Task description:
For this exercise, print all of the entries exactly as given.

Entries supplied:

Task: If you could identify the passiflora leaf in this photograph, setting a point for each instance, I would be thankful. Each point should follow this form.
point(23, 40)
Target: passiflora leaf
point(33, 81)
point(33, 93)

Answer to this exercise:
Task: If you could identify the passiflora leaf in this photograph, setting a point for each instance, I would be thankful. Each point should follow this form.
point(23, 40)
Target: passiflora leaf
point(33, 81)
point(33, 93)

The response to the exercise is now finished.